DATA FOR THE TASK:
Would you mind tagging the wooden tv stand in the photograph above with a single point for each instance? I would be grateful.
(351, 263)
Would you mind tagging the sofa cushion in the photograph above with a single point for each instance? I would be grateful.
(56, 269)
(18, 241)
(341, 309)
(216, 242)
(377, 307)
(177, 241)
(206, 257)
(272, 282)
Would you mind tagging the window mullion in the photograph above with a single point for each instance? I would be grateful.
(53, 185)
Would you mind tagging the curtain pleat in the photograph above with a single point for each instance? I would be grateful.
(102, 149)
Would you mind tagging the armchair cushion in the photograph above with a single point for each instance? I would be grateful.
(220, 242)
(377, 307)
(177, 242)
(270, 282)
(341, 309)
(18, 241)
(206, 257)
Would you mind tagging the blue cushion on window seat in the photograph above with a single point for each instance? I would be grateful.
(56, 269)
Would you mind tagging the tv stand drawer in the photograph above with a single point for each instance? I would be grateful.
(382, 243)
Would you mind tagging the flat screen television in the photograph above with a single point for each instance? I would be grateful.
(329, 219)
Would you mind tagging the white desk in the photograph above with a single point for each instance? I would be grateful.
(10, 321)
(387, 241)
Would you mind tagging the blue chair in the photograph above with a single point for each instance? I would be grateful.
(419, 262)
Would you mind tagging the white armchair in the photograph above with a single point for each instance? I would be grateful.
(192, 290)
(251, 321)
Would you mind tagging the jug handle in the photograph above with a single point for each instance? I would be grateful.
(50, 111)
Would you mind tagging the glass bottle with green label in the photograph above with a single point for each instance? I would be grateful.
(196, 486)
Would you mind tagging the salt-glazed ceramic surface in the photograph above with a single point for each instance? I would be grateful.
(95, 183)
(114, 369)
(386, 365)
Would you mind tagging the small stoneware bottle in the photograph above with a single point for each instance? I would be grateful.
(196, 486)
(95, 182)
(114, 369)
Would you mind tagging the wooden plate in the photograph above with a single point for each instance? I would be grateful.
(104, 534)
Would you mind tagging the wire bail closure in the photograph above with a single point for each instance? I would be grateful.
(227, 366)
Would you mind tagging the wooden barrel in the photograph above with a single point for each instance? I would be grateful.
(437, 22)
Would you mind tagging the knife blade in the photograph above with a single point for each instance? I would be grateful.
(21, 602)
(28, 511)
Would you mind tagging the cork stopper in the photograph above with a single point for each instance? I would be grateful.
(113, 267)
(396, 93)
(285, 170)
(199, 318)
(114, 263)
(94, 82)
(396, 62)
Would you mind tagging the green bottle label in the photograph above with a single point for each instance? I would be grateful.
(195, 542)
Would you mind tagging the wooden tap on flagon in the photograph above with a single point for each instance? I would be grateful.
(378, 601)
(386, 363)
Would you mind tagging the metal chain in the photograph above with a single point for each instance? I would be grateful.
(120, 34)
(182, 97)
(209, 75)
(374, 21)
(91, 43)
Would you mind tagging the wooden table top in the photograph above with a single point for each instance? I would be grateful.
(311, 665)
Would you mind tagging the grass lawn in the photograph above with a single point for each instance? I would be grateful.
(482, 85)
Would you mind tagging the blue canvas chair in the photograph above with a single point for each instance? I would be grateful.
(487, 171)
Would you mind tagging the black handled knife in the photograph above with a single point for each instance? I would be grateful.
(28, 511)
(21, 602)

EXERCISE DIRECTIONS:
From the line that contains "Would you mind tagging the blue canvas" through the end of the records above, print every line exactly and nothing else.

ANSWER FOR THIS EXERCISE:
Would you mind tagging the blue canvas chair in the photograph above with a single point for each instance? I would be grateful.
(487, 171)
Would you mind tagging the black handled knife in the photograph above with a single point for each instance? I would be grateful.
(28, 511)
(21, 602)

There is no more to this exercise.